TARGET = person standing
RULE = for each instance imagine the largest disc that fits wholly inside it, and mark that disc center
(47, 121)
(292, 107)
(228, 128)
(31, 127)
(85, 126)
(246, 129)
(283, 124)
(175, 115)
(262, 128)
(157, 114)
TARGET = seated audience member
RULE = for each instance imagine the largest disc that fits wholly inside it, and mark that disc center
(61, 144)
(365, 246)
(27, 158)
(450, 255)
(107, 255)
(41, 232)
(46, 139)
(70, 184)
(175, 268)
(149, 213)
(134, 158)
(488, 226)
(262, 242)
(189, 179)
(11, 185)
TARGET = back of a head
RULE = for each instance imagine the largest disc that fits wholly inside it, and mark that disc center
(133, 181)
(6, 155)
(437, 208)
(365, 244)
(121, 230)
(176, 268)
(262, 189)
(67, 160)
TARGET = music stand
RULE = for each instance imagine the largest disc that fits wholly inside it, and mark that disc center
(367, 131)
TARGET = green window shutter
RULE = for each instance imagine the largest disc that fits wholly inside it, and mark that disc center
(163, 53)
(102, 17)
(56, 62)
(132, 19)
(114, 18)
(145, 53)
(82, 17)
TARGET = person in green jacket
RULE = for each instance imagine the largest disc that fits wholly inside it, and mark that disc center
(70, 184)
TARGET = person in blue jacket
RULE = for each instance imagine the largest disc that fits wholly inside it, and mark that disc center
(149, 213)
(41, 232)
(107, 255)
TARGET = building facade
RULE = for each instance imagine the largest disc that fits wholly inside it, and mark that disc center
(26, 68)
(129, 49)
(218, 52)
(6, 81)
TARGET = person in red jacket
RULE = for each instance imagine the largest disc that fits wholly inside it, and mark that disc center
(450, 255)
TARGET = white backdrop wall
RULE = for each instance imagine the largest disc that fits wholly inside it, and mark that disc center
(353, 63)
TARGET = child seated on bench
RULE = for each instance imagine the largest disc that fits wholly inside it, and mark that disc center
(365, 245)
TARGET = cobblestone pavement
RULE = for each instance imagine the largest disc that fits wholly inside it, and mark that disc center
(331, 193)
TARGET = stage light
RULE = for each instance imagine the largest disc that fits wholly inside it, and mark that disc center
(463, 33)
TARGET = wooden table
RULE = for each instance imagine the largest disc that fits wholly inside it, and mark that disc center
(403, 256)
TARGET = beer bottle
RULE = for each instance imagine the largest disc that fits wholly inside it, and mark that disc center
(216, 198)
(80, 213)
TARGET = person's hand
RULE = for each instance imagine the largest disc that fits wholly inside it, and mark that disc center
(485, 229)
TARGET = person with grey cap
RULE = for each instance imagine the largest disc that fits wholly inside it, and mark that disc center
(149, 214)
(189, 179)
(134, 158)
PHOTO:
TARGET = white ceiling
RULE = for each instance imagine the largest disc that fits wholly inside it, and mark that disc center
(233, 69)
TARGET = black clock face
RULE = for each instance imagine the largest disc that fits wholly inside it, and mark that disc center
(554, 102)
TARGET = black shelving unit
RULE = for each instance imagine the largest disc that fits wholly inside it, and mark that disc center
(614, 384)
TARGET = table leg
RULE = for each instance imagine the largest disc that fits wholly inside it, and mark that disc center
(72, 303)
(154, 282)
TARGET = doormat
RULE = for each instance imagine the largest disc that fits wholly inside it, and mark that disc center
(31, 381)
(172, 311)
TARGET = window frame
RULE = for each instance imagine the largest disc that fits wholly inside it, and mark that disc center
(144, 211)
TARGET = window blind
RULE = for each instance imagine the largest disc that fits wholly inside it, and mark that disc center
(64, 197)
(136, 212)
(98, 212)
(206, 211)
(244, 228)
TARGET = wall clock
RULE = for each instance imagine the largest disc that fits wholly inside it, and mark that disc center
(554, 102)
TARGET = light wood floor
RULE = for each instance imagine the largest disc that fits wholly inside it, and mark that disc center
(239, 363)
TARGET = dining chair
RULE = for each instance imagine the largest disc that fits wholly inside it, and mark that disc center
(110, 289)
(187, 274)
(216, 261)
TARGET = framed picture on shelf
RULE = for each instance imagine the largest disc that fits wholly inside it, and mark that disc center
===============
■ Instructions to follow ■
Starting at the line that contains "TARGET = framed picture on shelf" and continuing through the end of the material, rewrite those lines with "wholly" replaced by "entirely", leaving everything else as it stands.

■ Response to the exercise ■
TARGET = framed picture on shelf
RULE = for each instance imagine the largest disc that fits entirely inside it, and mark that disc center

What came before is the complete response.